R. Il primo esperimento di telechirurgia risale al 2001, quando il francese prof. Jacques Marescaux operò di colecistectomia, da New York, una paziente che si trovava a Strasburgo, comandando il robot per via satellitare. Per ora il robot Da Vinci, il chirurgo e il paziente si trovano nella stessa sala operatoria, ma tarando i tempi di reazione dell’apparecchio alla trasmissione degli impulsi, già oggi sarebbe possibile operare da Roma un paziente a Palermo.
D. E nella chirurgia urologica ?
R. L’urologia forse è la branca maggiormente sviluppatasi negli ultimi 20 anni. In 9 casi su 10 noi interveniamo su reni, prostata e vescica con tecniche mininvasive, e sono ormai quasi dimenticate le grandi incisioni che un tempo caratterizzavano il grande chirurgo. I calcoli urinari vengono rimossi quasi esclusivamente per via endoscopica, cioè attraverso gli orifizi naturali, mentre i tumori si rimuovono per via laparoscopica, praticando pochi piccoli fori sull’addome. La laparoscopia assistita dal robot è stata l’ulteriore passo in avanti della chirurgia urologica. Il monitor trasmette una visione ingrandita della zona anatomica, consentendo maggiore precisione di intervento, maggiore garanzia di conservazione dei tessuti sani e, in prospettiva, nuovo impulso alla qualità di vita, soprattutto nel caso di intervento alla prostata per tumore. I tessuti circostanti, in particolare i nervi erigenti, sono molto vicini alla capsula prostatica e con le tecniche tradizionali erano frequenti esiti di incontinenza urinaria e di disfunzione erettile che, ora, l’uso del Robot, grazie ad una migliore visione e precisione, porta a ridurre. Questo anche grazie all’articolazione e alla libertà nei movimenti degli strumenti robotici, che rendono meno difficili le manovre chirurgiche in una regione anatomica stretta, quella del piccolo bacino in cui si trova la prostata.
D. Con l’innalzamento dell’età media aumenta l’incidenza delle patologie urologiche ?

☆ ☆ ☆

(DOMANDE SUL TESTO):
a) Rispondi a queste domande sull'intervista sulla chirurgia robotica:
(i) A che anno risale il primo esperimento di telechirurgia?
(ii) In quanti casi su 10 si interviene su reni, prostata e vescica con tecniche mininvasive?
(iii) In che modo vengono tolti quasi sempre i calcoli urinari?
b) Riassumi in due frasi l'intervista sulla chirurgia robotica.
c) Prosegui l'intervista sulla chirurgia robotica dal punto in cui si ferma.

☆ ☆ ☆

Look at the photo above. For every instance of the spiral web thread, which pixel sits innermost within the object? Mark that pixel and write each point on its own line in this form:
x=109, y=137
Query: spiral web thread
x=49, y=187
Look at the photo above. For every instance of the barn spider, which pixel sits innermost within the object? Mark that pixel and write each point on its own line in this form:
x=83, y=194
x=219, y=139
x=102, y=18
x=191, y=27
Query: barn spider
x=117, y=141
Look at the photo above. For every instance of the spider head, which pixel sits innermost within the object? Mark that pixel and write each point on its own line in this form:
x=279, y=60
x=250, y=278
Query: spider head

☆ ☆ ☆

(SOLUZIONI):
a)
(i) Al 2001.
(ii) In 9 casi su 10.
(iii) Per via endoscopica, cioè attraverso gli orifizi naturali.

b) Il primo esperimento di telechirurgia risale al 2001, quando il prof. Jacques Marescaux operò da New York una paziente che si trovava a Strasburgo, ma per ora robot, chirurgo e paziente restano nella stessa sala operatoria. In urologia quasi tutti gli interventi sono ormai mininvasivi, e la laparoscopia assistita dal robot offre una visione ingrandita e strumenti più liberi nei movimenti, che negli interventi alla prostata per tumore portano a ridurre incontinenza e disfunzione erettile.

c)
R. La scoperta del cancro della prostata allo stadio iniziale è più che triplicata negli ultimi anni grazie a metodi di diagnosi precoce. Contrariamente alle donne, abituate ormai ai controlli periodici, mammografia e pap test, gli italiani sono ancora restii per pudore, perché spesso considerano la visita urologica e la necessaria esplorazione rettale una diminutio della virilità e per la paura di sentirsi dire che qualcosa non va. È necessario acquisire una cultura della prevenzione che renda la diagnosi quanto più precoce possibile, perché quando si manifesta il sintomo può essere tardi. L’esame del PSA o Antigene prostatico specifico da solo non è sufficiente perché fornisce un parametro che va interpretato e integrato dalla visita urologica e, se necessario, da biopsia. Siamo lontani dalle abitudini di Paesi come gli Usa o la Germania, nei quali è prassi rivolgersi al medico anche in situazioni di completo benessere. Su questo fronte sono fortemente impegnato anche come direttore scientifico della Fondazione per la Ricerca in Urologia, una onlus che ha lo scopo proprio di divulgare le conoscenze sulle malattie urologiche. Occorre far conoscere al grande pubblico i progressi compiuti e il livello di sicurezza raggiunto da certi metodi per scacciare i timori che ancora circondano certe patologie, in particolare i tumori. Dall’urologo bisogna andare quando si sta bene, specie oggi che la speranza di vita è notevolmente aumentata.